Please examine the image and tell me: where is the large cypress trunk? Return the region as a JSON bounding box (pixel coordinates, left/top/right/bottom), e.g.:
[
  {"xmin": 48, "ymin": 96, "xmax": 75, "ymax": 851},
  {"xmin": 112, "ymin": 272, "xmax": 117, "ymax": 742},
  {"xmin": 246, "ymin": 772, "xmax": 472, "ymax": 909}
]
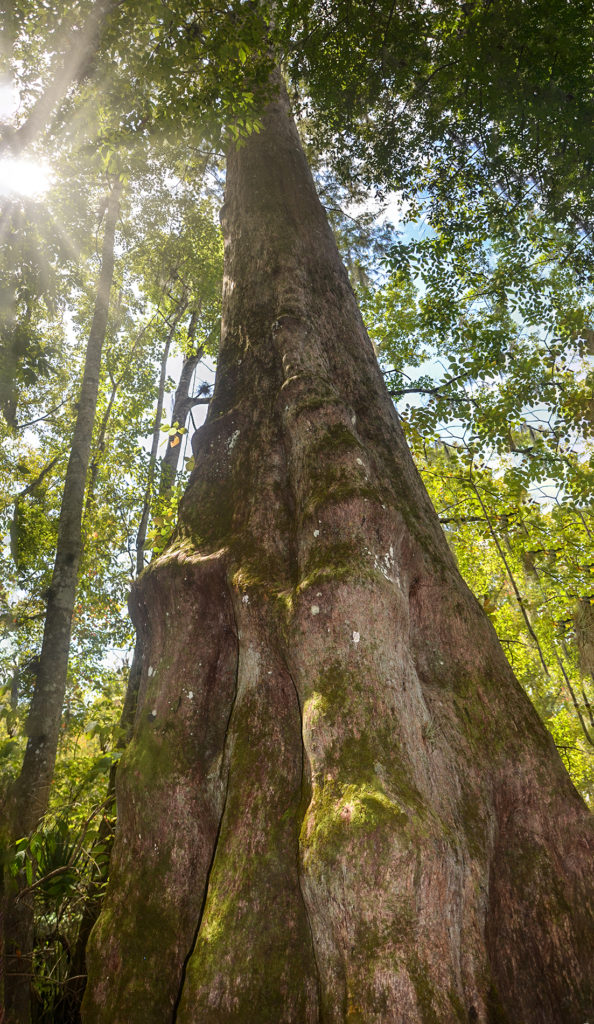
[{"xmin": 83, "ymin": 83, "xmax": 594, "ymax": 1024}]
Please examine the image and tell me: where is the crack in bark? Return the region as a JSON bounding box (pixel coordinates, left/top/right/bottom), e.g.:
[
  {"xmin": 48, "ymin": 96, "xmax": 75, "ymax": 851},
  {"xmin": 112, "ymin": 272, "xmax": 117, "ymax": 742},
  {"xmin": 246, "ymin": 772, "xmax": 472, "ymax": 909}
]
##############################
• _EXERCISE BRIEF_
Copy out all of the material above in full, scaling every bounding box coordinate in the answers by 0.25 and rounding to whole numbers, with halves going up. Change no other numbers, and leave out the pictures.

• _SOLUTION TO THIS TASK_
Please examine the image and tell me: where is the large cypress trunk? Return the region as a JSON bounding box (pixel coordinates, left/top/right/bottom), e.g.:
[
  {"xmin": 48, "ymin": 96, "xmax": 75, "ymax": 851},
  {"xmin": 112, "ymin": 272, "xmax": 117, "ymax": 742},
  {"xmin": 246, "ymin": 772, "xmax": 472, "ymax": 909}
]
[{"xmin": 21, "ymin": 21, "xmax": 149, "ymax": 256}]
Please examine the image and tell me: where is the crack in bark? Return the region as a JSON bounding box (pixel coordinates, left/top/right/bottom), e.g.:
[
  {"xmin": 48, "ymin": 96, "xmax": 75, "ymax": 851},
  {"xmin": 112, "ymin": 272, "xmax": 117, "ymax": 742},
  {"xmin": 246, "ymin": 772, "xmax": 472, "ymax": 909}
]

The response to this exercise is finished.